### Passage to read ###

Attorney Mike has had a long-time client on retainer (“Sean”). Sean has habitually paid his retainer and other legal fees to Mike in cash, in $100 bills. Mike used this cash to pay expenses, salaries, etc.

After several years of this, Mike is approached by an agent of the US Secret Service. It turns out that the $100 bills are counterfeit, and Mike has therefore been passing counterfeit bills. The agent informs Mike that the Secret Service doesn’t have a desire to press charges against Mike, but that Mike must inform them where he got the funny money. Mike refuses to do so, citing attorney-client privilege, and is charged. (N.B. for purposes of the examination, passing counterfeit money was a strict liability offense).
After being charged, Mike was informed that the charges would be dropped if he told the Secret Service where he got the funny money.

The question was what are Mike’s ethical obligations?

###

_Goal_
In the scenario about Attorney Mike, what reason does Mike give for refusing to tell the Secret Service where he got the counterfeit money?

### Dataset content ###

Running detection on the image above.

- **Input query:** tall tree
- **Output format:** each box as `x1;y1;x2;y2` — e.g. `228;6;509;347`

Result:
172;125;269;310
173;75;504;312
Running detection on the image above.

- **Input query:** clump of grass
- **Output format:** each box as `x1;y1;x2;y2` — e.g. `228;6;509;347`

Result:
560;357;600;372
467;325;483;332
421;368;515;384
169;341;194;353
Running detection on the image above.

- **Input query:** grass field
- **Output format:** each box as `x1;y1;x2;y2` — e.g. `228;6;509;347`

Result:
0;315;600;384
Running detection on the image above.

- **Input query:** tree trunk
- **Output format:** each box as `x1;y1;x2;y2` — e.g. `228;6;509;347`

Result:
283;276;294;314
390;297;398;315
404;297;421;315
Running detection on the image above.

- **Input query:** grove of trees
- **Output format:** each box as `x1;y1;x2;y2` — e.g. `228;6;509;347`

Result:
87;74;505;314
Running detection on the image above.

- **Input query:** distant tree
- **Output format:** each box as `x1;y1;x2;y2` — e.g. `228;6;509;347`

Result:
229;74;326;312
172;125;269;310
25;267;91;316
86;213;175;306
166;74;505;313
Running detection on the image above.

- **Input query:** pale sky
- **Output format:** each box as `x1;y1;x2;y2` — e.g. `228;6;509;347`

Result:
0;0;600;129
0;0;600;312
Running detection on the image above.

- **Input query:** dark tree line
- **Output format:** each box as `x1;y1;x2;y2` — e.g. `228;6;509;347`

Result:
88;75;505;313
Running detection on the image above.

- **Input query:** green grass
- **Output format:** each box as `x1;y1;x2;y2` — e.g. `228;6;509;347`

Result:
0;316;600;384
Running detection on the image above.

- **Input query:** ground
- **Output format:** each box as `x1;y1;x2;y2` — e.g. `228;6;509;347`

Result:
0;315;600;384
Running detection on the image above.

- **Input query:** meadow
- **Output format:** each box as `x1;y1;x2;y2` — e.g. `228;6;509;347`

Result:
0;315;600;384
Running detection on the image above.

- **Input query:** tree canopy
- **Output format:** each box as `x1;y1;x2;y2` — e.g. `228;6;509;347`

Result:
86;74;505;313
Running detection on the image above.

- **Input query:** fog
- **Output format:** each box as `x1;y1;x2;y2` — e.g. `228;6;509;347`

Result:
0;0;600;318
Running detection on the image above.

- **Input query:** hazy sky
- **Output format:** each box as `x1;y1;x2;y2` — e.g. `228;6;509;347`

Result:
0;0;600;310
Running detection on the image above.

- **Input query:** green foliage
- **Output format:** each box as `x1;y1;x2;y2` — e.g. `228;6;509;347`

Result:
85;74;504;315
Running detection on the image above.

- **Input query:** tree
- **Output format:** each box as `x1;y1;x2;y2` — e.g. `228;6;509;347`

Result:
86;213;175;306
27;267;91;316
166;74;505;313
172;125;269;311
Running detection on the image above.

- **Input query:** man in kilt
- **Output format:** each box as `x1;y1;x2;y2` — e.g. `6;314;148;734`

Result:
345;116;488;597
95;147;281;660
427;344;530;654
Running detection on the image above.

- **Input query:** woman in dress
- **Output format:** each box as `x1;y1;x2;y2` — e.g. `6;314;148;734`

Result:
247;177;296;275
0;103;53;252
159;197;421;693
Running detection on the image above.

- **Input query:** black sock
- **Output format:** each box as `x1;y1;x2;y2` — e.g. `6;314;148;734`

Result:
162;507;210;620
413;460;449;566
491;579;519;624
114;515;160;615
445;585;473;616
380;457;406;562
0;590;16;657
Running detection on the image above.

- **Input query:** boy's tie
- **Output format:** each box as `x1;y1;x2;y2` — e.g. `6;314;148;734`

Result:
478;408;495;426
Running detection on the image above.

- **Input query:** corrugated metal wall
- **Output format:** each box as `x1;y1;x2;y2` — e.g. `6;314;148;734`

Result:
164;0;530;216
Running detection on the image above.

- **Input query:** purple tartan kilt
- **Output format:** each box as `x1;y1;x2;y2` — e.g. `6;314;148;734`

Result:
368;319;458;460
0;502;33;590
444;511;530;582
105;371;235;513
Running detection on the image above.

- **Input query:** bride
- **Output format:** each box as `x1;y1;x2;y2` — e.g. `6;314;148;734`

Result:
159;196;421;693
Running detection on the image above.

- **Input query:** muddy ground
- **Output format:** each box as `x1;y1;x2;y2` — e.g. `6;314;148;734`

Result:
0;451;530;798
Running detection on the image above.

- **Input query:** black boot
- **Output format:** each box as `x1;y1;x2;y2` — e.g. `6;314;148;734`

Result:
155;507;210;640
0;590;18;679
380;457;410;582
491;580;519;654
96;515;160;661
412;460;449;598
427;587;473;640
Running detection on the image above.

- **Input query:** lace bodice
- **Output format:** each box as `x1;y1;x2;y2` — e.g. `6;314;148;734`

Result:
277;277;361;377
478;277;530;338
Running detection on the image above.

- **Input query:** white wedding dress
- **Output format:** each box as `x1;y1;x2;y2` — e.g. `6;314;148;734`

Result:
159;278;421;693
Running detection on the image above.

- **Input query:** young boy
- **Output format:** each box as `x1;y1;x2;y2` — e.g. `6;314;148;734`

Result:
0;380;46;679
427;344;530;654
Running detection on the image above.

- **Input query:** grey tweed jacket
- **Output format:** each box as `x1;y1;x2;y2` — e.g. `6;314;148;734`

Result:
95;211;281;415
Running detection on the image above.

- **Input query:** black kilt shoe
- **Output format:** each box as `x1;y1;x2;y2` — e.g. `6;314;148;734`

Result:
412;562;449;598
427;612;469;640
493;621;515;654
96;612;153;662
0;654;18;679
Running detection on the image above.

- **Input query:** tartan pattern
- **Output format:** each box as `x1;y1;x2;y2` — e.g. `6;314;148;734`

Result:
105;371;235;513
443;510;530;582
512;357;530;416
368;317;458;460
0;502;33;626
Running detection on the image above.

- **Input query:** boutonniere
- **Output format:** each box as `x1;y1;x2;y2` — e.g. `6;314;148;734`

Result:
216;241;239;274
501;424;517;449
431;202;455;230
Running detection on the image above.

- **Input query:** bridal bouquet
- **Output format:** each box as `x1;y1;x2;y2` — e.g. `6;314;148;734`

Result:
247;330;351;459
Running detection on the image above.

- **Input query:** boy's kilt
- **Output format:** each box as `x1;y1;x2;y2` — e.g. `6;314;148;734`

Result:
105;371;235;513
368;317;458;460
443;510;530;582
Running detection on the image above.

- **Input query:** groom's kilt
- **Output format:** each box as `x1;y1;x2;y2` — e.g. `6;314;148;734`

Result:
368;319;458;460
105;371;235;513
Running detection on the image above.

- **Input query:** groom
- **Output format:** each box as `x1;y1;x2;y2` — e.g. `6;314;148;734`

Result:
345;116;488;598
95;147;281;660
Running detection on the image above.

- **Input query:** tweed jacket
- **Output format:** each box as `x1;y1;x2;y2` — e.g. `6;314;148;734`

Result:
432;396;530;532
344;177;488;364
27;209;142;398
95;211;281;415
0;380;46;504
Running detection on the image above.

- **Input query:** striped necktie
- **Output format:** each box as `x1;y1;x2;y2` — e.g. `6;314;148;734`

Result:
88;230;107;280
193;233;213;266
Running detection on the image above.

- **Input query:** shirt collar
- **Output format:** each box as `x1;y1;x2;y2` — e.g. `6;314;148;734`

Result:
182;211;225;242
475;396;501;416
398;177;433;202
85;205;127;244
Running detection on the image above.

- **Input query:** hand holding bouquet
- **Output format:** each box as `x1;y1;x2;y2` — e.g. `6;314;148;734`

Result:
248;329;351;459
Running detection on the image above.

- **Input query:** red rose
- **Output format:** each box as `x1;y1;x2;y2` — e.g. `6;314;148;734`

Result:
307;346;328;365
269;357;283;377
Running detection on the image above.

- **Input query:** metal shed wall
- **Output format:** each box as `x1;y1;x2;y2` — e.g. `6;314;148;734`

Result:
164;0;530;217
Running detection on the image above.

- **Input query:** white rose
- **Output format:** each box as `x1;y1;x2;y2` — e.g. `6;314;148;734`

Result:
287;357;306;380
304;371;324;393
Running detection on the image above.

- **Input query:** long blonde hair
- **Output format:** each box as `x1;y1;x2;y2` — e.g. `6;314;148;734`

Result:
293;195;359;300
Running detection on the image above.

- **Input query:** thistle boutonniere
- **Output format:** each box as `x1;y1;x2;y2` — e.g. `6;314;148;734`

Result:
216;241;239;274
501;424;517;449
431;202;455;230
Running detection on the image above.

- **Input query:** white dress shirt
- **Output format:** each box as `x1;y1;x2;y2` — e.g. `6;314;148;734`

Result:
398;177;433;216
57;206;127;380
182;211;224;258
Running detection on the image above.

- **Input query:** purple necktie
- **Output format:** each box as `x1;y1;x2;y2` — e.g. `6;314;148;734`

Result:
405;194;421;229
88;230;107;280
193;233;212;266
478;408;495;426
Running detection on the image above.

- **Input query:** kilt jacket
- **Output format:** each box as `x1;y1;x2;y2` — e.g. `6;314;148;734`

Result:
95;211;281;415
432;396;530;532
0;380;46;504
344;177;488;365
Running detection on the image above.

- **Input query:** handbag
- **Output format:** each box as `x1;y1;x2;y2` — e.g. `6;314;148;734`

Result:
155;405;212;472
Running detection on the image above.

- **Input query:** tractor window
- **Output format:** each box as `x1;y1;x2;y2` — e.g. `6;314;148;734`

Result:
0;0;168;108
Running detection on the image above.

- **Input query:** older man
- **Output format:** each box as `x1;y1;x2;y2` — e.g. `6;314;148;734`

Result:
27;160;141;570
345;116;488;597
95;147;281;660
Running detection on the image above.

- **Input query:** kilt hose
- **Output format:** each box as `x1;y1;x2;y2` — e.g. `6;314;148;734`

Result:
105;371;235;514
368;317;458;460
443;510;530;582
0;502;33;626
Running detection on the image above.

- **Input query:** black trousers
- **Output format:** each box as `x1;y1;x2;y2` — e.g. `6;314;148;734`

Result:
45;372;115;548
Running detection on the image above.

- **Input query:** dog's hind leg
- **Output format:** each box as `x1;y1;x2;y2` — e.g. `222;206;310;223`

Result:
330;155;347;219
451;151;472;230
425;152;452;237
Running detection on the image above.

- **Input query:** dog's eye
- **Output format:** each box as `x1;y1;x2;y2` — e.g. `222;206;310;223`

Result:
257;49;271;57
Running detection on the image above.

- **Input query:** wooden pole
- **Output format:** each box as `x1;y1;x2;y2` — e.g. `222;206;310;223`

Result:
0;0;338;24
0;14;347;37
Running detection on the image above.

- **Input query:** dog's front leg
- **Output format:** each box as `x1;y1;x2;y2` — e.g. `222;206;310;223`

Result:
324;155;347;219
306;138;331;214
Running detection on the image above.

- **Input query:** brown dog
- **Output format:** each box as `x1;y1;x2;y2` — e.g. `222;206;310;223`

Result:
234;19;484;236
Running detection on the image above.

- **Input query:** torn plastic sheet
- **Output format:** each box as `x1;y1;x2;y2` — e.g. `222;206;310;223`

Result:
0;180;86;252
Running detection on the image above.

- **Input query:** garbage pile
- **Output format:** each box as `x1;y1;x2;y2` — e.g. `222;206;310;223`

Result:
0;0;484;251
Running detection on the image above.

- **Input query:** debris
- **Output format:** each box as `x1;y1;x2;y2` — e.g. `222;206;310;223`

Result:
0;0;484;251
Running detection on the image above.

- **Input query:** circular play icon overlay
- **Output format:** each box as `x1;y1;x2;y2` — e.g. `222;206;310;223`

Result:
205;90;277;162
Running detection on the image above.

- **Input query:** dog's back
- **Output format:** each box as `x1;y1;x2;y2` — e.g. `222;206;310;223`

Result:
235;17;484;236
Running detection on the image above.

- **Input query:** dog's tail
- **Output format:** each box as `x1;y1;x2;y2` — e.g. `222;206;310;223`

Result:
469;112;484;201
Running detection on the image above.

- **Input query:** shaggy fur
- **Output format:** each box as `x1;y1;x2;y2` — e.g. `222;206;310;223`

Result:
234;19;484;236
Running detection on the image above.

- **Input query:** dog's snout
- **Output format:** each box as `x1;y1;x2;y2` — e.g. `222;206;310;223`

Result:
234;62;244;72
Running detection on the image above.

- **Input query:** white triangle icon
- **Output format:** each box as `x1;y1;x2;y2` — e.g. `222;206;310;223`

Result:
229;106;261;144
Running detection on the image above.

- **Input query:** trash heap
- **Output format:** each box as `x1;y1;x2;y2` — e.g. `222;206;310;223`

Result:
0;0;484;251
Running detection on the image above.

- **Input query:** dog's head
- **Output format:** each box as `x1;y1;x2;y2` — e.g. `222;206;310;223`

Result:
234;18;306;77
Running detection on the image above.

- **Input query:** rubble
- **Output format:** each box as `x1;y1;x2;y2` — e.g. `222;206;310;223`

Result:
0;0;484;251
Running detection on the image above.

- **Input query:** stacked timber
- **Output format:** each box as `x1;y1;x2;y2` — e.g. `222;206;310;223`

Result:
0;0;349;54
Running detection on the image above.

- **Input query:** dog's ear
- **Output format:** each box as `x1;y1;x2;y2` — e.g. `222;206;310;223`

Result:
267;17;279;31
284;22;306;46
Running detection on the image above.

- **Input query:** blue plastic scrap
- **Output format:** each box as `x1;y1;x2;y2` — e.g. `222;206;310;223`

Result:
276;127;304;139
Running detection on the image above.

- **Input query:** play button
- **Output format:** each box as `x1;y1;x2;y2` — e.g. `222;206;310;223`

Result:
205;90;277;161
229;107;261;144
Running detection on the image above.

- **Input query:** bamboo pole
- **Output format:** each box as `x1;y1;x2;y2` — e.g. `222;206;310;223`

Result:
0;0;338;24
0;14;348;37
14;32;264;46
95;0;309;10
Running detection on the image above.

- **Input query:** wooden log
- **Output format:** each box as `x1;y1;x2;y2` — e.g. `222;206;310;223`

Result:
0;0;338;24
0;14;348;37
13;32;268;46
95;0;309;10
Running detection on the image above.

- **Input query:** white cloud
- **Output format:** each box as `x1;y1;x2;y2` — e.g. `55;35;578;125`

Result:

###

_Response_
He cites attorney-client privilege.